▶ Given text
-- BEGIN --

Chapter 12 of 18 · 3945 words · ~20 min read

Part 12

After a deadly combat of three-and-a-half hours, in which the Serapis and the Richard literally “shot each other to pieces,” the Serapis had to yield. The king conferred on Captain Pearson the honor of knighthood as a reward for his brave, though unsuccessful, fight. When Jones heard of this he said that if ever he met Pearson at sea again he would make a lord of him. After the Revolution in which he served America so bravely and ably, Jones made his home in France. There in 1792 ended his adventurous life in which he had, as he said, “twenty-three battles and solemn rencounters by sea.”

Thomas Jefferson

The Author of the Declaration of Independence

Not all the work of securing American independence was done by the able generals and the brave soldiers. The patriot cause in the Revolution owed much to men who never served in the army. One of these was Franklin, who secured for the colonies aid and recognition from France. Another was Thomas Jefferson, called “the pen of the Revolution,” who wrote the Declaration of Independence.

Thomas Jefferson was born in Virginia, in 1743; his father, a wealthy country gentleman, died when Thomas was about fourteen years old. The country boy divided his time between books and outdoor sports, and his mind was well-trained and his slender frame was as active and as tireless as an Indian’s. Then at seventeen he rode off to Williamsburg to enter William and Mary College.

At Williamsburg was formed the friendship with Patrick Henry which continued till after the Revolution; it was broken by differences in political opinions. It was on a flyleaf of one of Thomas Jefferson’s law books that Henry wrote his “resolutions.” Jefferson was one of the audience that listened entranced to the eloquent speech against the Stamp Act. When Jefferson was twenty-four, he was admitted to practice law at Williamsburg. He became an able and successful lawyer, though he had a weak voice and was never a pleasing speaker. In 1775 Jefferson heard Patrick Henry’s eloquent appeal to the people to arm for the inevitable conflict; Jefferson, Washington, and others were appointed to form plans to put Virginia on a military basis.

-- END --

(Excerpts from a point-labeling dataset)
-- BEGIN --

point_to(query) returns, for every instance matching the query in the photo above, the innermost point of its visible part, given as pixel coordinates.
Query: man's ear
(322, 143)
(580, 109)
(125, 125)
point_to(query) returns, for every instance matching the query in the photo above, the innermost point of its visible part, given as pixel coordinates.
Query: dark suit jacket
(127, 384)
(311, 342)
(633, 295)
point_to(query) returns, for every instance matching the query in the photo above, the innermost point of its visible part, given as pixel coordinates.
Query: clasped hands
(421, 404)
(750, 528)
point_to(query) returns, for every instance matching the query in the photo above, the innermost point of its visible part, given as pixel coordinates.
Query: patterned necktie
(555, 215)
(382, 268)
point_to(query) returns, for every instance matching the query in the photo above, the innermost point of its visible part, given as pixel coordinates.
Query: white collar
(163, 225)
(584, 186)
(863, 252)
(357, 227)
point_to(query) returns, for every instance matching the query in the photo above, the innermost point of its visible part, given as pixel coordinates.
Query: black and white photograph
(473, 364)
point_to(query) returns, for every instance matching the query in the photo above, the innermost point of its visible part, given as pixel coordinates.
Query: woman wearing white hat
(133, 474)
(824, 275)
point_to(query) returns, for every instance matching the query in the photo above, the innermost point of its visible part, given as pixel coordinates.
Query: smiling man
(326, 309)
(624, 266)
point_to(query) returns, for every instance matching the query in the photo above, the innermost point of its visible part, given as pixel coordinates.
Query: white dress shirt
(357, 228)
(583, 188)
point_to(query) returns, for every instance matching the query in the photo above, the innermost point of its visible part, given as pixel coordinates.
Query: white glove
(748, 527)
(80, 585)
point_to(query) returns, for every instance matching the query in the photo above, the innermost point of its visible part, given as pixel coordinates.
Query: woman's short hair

-- END --

▶ What to do
Can you quote the chapter on Jones and Jefferson between "Thomas Jefferson was" and "and Mary College.", inclusive? None of this data is needed.

▶ Solved problem
Thomas Jefferson was born in Virginia, in 1743; his father, a wealthy country gentleman, died when Thomas was about fourteen years old. The country boy divided his time between books and outdoor sports, and his mind was well-trained and his slender frame was as active and as tireless as an Indian’s. Then at seventeen he rode off to Williamsburg to enter William and Mary College.